> Text passage:
══════════

Planning Commission: 170 Feet for South U.

Taller height limit comes with 30-foot setback, maximum tower diagonal
Ethel Potts raises her hand in opposition to the final vote to recommend to city council the on the A2D2 zoning

Ethel Potts raises her hand in opposition on the final vote to recommend the A2D2 zoning to city council .

Just before 11 p.m. on Tuesday evening, Ann Arbor’s planning commission, on an 8-1 vote, passed a recommendation on to city council to enact a series of zoning changes as a part of the A2D2 package. The set of proposed new zoning regulations had undergone some revision in response to additional community feedback on the first version that had been recommended by the commission. That feedback had been collected through the fall of 2008 in a series of public workshops.

Our goal in this article is not to lay out the complete set of revisions to the zoning recommendations. So the discussion of why there will be no adult entertainment district in downtown Ann Arbor will be put off until another day. Instead, we write for an audience of one – a South University area resident who we imagine will read the headline of this article with a disbelieving sense of déjà vu. She’s a resident who attended city council’s most recent Sunday night caucus, and who also attended planning commission’s meeting last night, leaving “early” when she likely believed a vote of particular interest to her was done.

══════════

> Data shown:

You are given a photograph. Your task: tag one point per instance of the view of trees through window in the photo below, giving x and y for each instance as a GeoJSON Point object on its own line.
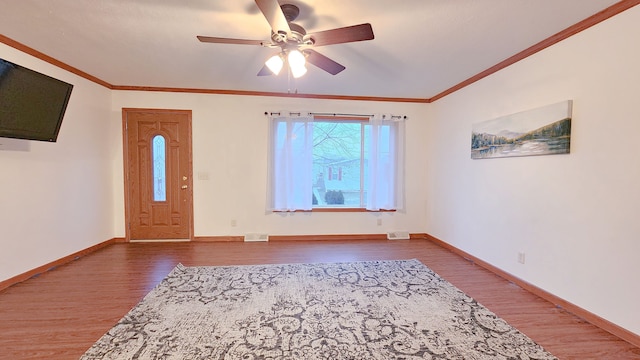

══════════

> Goal 1: From the Ann Arbor zoning article, list every meeting or public gathering it mentions.
> Goal 2: Carry on the Ann Arbor zoning article after its final sentence.

> Response 1:
- The planning commission's Tuesday evening meeting (described as "last night")
- The series of public workshops held through the fall of 2008
- City council's most recent Sunday night caucus

> Response 2:
But this narrative begins with a meeting that resident missed – planning commission’s Feb. 19 meeting, when that body began considering revisions to the A2D2 zoning package. The deliberations last night were continued from the previous meeting. At that first meeting, planning commission took a vote on a further revision to the proposed height limit for the proposed South University character district.

By way of super-brief background, the proposed rezoning consists of two different zones (D-1 and D-2) and eight different character districts that overlay those zones. The D-1 zone is proposed to have no height limit per se, with building heights governed by floor-area ratios. The D-2 zone is proposed to include a height limit of 60 feet. The South University area is proposed to be zoned as D-1, which is controversial for residents who feel the area should be zoned D-2, which is thought of as a “buffer” between core downtown (D-1) and residential neighborhoods. The South University character district is unique among the eight in that it was proposed to include a height limit of 120 feet – which is a nod to the concern that there is no D-2 buffer proposed. So the South University area is “D-1 Lite” – still core downtown, but with a height limit.

At its Feb. 19 meeting, planning commission considered a motion introduced by commissioner Kirk Westphal to increase the proposed South University height limit from 120 feet to 170 feet, saying that the 164-foot height of the 601 S. Forest project reflected a compromise community consensus about where the building heights could  be set. The vote on that motion was 4-3 and was recorded as passed.

But at last night’s meeting (March 3), commissioner Jean Carlberg clarified that planning commission needed five votes to pass anything and six votes to pass a recommendation to city council. The motion to increase the South University height limit had therefore failed on the 4-3 vote. After a brief discussion of whether the same motion could be brought back at the “same” meeting, and which side of the vote actually counted as prevailing, Westphal made those questions moot by bringing a new motion to raise the height limit – this time to 165 feet.

The motion provoked an audible “Hah!” from the interested resident for whom we are writing this article. The motion to set the limit at 165 feet failed. Our resident stuck it out for quite a while after that motion failed – it wasn’t like she bailed as soon as the South University height limit was over.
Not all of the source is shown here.